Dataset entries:
# # # #

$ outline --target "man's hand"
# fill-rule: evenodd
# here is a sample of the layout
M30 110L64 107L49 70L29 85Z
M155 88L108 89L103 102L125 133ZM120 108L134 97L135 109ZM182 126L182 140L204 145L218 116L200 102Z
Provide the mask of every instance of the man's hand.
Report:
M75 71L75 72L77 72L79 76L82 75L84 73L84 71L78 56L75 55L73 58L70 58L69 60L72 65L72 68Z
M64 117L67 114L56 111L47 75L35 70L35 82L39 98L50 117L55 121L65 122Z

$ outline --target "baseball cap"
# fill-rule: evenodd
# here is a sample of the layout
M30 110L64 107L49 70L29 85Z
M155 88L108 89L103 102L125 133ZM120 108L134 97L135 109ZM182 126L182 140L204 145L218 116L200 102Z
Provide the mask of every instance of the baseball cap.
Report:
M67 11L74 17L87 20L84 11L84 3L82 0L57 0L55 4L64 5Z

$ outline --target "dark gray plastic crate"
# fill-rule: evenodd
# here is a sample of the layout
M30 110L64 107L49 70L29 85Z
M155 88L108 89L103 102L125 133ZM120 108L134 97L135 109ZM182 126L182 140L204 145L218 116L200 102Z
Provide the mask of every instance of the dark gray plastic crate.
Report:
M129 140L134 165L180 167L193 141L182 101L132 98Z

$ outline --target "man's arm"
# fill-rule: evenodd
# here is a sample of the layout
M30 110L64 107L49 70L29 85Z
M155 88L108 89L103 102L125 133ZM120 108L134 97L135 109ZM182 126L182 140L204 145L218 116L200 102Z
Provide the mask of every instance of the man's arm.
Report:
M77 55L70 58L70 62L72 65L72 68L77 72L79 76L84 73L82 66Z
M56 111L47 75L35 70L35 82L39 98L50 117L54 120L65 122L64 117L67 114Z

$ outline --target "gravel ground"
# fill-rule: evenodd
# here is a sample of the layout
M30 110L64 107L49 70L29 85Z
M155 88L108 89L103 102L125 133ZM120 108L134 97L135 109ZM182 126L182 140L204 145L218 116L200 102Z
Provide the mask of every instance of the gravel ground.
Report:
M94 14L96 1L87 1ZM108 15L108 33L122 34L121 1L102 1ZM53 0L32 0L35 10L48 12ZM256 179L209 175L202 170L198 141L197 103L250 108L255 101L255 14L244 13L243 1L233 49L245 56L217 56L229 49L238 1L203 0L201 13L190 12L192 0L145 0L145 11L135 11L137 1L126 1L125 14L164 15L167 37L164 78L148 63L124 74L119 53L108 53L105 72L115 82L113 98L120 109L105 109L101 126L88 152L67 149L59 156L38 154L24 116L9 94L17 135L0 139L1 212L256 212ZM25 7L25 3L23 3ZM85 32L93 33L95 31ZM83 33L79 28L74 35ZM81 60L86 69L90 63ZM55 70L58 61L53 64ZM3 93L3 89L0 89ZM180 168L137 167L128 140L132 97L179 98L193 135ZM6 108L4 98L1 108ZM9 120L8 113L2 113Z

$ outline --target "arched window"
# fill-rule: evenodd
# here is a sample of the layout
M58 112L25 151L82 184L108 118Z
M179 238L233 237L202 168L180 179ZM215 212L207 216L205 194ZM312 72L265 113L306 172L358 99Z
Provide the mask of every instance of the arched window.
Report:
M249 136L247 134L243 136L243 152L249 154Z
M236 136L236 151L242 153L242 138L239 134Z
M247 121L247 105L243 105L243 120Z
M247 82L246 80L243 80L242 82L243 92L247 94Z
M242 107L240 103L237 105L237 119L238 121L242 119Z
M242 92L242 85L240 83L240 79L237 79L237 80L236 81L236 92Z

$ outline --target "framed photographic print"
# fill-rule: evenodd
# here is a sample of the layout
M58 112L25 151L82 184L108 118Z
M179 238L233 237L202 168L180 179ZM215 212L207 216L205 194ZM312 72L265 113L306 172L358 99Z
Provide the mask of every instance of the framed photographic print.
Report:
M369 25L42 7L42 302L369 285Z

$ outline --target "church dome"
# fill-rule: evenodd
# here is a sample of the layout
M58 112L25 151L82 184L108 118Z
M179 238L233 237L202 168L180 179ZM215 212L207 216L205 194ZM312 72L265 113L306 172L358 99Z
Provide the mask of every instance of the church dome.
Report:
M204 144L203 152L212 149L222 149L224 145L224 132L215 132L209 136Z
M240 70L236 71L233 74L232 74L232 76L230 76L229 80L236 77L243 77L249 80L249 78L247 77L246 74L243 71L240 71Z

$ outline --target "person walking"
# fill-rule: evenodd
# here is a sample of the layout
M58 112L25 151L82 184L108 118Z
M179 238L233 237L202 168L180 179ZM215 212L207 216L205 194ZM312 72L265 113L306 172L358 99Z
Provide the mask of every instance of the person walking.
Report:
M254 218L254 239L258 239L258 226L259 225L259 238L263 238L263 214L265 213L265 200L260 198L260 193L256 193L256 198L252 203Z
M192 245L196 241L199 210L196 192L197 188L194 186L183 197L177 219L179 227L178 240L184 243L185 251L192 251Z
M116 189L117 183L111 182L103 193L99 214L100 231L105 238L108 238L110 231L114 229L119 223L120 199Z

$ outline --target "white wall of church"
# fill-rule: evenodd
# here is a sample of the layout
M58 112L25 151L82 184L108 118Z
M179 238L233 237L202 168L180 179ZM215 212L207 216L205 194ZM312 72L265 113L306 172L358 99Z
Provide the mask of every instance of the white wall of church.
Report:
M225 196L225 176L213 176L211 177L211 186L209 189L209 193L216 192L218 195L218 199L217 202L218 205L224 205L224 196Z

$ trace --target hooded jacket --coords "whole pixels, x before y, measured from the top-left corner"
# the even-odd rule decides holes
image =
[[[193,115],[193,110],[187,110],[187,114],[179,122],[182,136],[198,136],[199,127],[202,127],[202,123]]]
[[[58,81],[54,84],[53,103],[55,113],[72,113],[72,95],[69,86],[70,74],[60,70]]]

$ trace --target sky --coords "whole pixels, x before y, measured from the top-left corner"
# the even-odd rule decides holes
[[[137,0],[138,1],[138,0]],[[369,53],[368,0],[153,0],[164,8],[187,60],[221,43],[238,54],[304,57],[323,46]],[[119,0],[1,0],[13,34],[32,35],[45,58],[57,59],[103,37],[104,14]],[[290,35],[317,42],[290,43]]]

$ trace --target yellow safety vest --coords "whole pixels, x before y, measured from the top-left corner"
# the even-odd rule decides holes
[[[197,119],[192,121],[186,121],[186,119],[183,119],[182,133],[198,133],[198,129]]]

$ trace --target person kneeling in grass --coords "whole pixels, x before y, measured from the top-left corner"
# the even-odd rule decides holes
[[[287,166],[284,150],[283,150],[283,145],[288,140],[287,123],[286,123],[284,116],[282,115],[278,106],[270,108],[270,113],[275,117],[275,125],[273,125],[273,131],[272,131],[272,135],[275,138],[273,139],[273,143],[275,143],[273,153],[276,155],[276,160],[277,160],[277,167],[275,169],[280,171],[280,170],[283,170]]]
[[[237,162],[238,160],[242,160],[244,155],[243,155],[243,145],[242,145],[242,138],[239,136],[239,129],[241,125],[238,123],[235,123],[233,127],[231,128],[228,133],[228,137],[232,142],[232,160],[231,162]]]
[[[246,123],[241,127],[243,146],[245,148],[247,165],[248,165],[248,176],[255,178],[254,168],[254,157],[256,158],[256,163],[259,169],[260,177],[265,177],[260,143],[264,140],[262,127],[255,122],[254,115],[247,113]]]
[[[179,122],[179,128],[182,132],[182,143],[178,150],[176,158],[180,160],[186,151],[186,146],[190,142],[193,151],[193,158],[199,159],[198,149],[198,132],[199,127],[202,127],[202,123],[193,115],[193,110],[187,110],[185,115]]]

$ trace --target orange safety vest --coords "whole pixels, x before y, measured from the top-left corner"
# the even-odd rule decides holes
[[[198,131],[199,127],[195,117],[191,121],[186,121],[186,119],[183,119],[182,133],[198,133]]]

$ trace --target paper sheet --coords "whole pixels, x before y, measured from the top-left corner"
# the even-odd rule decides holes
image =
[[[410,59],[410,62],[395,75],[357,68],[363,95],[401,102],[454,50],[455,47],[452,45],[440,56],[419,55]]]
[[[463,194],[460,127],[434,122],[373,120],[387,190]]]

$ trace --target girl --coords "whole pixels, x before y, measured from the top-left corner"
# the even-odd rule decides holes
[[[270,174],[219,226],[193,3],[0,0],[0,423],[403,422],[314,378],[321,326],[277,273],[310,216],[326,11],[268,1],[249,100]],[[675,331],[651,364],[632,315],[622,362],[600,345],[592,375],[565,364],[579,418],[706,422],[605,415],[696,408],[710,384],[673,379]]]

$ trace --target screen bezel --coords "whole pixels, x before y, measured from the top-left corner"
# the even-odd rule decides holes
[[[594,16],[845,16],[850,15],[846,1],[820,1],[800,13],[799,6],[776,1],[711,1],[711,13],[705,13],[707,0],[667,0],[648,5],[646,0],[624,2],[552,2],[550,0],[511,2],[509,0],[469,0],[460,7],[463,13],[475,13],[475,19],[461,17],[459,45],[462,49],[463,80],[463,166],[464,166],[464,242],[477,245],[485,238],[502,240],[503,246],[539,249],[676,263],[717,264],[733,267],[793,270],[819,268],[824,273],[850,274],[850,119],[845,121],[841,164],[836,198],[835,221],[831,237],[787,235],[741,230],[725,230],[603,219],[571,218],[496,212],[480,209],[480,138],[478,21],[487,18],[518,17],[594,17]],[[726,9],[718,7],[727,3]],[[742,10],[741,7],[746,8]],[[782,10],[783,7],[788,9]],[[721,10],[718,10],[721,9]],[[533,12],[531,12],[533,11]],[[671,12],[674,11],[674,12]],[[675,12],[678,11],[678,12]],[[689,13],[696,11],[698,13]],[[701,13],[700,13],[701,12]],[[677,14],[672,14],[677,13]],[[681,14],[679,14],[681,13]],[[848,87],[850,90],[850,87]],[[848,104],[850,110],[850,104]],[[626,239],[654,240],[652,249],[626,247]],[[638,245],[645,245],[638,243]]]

# # # #

REQUIREMENT: Tally the lines in the items that contain the word "vest", and reply with that number only.

FINISHED TASK: 2